▶ **EXERCISE**: Among the entries below, one line contains "Target: outboard motor" and another contains "Could you spot the blue boat". Transcribe those two lines and every line between them, exactly.
● ● ● ●
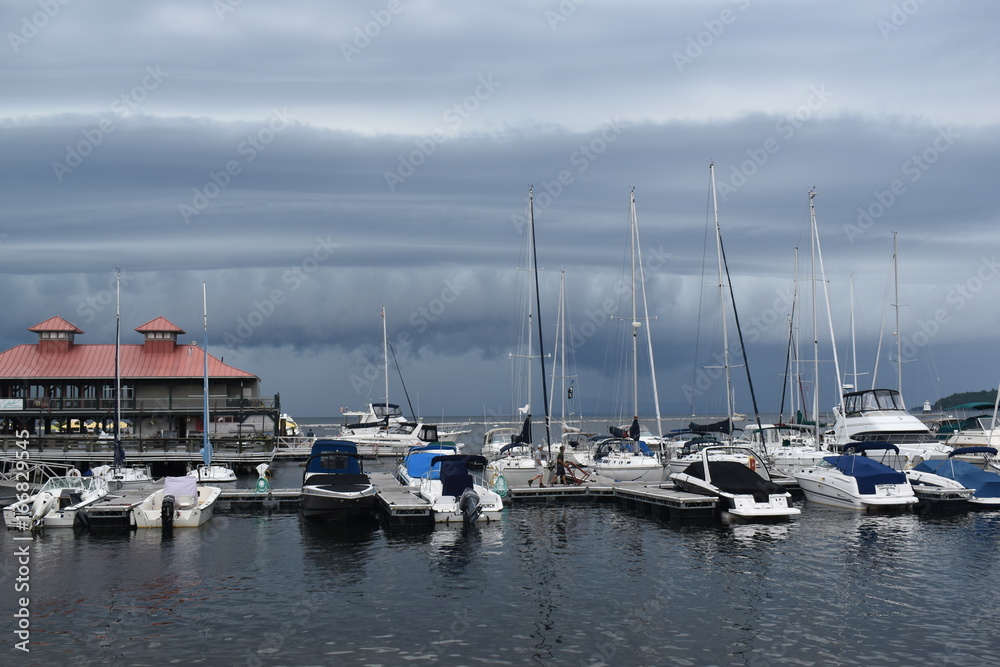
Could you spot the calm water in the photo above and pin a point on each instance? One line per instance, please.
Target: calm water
(552, 585)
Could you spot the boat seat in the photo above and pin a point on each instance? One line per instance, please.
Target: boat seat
(186, 502)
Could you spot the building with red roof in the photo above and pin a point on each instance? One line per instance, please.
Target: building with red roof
(56, 386)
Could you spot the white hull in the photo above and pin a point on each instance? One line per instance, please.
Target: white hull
(148, 513)
(837, 490)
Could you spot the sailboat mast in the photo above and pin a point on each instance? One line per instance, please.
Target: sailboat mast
(206, 443)
(899, 337)
(118, 368)
(722, 296)
(538, 308)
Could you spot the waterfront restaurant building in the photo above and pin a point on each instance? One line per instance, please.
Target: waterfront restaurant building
(57, 388)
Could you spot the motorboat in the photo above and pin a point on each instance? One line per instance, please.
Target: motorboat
(985, 484)
(743, 491)
(417, 462)
(879, 415)
(853, 480)
(454, 487)
(626, 460)
(57, 503)
(334, 484)
(690, 452)
(123, 477)
(214, 474)
(181, 503)
(789, 447)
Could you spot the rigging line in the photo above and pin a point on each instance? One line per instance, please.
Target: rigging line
(400, 373)
(739, 332)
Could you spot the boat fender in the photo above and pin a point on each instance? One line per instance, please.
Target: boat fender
(167, 511)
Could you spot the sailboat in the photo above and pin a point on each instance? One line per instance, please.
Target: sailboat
(382, 428)
(118, 475)
(879, 415)
(625, 457)
(515, 461)
(208, 472)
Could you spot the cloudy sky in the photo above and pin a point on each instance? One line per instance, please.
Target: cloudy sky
(314, 161)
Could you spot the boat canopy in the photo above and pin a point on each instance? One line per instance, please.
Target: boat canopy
(874, 445)
(334, 456)
(866, 471)
(986, 484)
(962, 451)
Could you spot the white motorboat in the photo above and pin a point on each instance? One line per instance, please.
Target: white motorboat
(181, 503)
(334, 484)
(878, 415)
(789, 447)
(742, 491)
(855, 481)
(625, 460)
(454, 487)
(214, 474)
(417, 462)
(123, 477)
(985, 484)
(57, 503)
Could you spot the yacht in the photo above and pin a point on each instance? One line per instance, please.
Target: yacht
(334, 484)
(853, 480)
(743, 491)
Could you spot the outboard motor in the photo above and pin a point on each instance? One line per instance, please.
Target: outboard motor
(167, 512)
(469, 504)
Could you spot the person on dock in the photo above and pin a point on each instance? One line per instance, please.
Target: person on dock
(559, 474)
(539, 468)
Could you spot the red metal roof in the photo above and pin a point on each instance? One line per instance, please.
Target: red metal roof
(160, 324)
(54, 324)
(98, 361)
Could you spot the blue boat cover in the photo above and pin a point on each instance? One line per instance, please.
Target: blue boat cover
(985, 484)
(334, 456)
(419, 459)
(866, 471)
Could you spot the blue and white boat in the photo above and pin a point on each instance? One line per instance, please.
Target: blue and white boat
(854, 481)
(417, 462)
(334, 484)
(985, 484)
(453, 485)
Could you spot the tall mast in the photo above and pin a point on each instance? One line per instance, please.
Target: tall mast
(722, 297)
(206, 443)
(538, 308)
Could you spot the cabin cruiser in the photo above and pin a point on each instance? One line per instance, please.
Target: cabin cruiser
(743, 491)
(455, 493)
(57, 503)
(334, 484)
(181, 503)
(878, 415)
(853, 480)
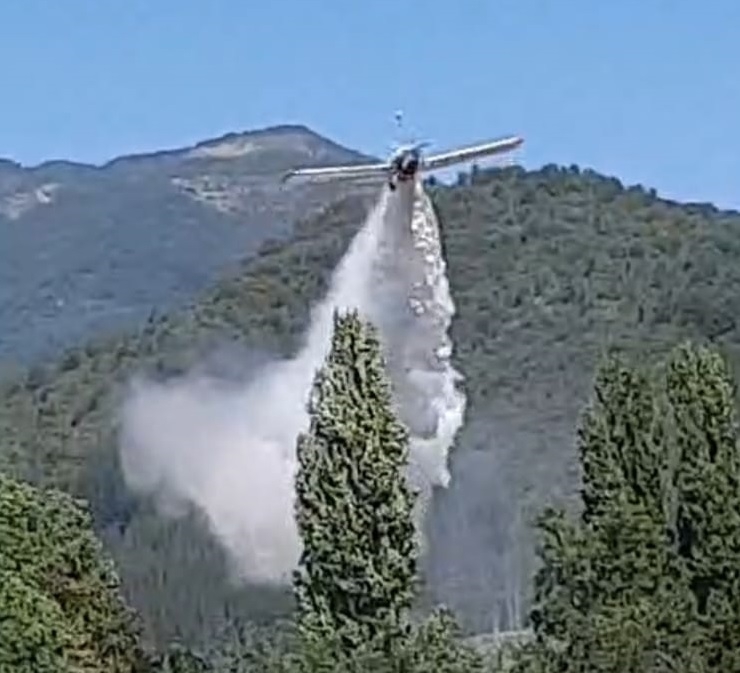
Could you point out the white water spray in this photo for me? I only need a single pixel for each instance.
(230, 450)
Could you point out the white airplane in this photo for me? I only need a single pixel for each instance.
(406, 161)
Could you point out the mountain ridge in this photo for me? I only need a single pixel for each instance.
(73, 236)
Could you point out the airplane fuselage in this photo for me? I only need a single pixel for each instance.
(404, 166)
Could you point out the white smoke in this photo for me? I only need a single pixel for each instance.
(230, 450)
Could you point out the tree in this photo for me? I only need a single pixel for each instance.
(60, 605)
(611, 594)
(356, 578)
(707, 495)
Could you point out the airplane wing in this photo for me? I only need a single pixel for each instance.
(470, 153)
(339, 172)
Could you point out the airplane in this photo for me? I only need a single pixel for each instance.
(407, 161)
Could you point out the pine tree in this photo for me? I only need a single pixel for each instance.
(61, 608)
(707, 522)
(610, 593)
(356, 578)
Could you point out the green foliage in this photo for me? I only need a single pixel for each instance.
(707, 494)
(546, 267)
(356, 574)
(60, 602)
(644, 579)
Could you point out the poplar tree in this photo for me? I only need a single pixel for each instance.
(356, 577)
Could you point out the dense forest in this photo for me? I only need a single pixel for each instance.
(549, 269)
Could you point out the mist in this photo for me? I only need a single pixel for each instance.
(227, 448)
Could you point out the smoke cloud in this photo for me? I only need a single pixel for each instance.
(229, 448)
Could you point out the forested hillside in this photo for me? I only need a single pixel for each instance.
(548, 269)
(90, 249)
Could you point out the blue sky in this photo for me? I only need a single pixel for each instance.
(647, 90)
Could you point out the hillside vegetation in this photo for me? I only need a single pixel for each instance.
(106, 243)
(548, 269)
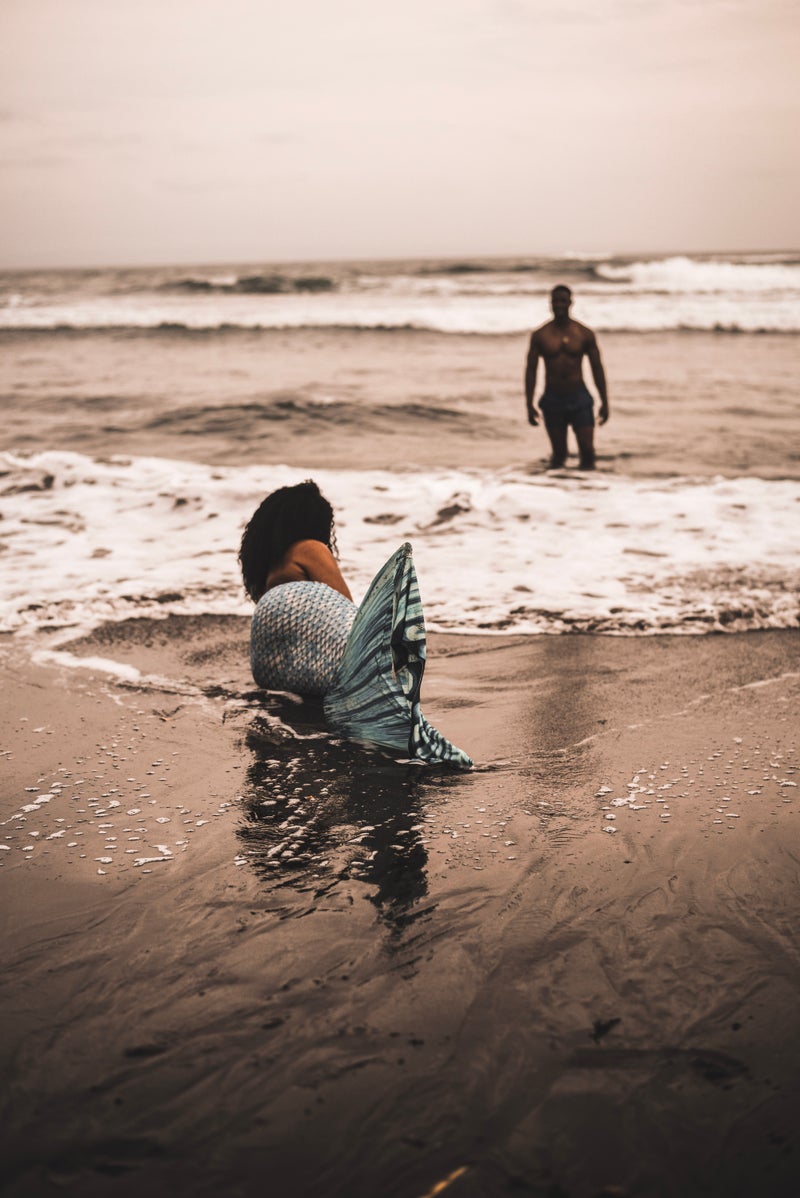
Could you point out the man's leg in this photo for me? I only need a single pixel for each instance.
(557, 434)
(586, 446)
● ● ● ●
▶ **RESULT FOR THIS TASK**:
Target: outboard motor
(167, 512)
(469, 504)
Could you spot the person on dock in the photo above and pin a point on each instance? One line per instance, please.
Target: person on dock
(559, 474)
(539, 468)
Could you spot the red metal roof in the photo above and pin a point on each instance? One line per instance, please.
Target: red metal roof
(160, 324)
(54, 324)
(98, 361)
Could you spot the blue boat cover in the photo above and pin a point on each instance? One line per instance, please.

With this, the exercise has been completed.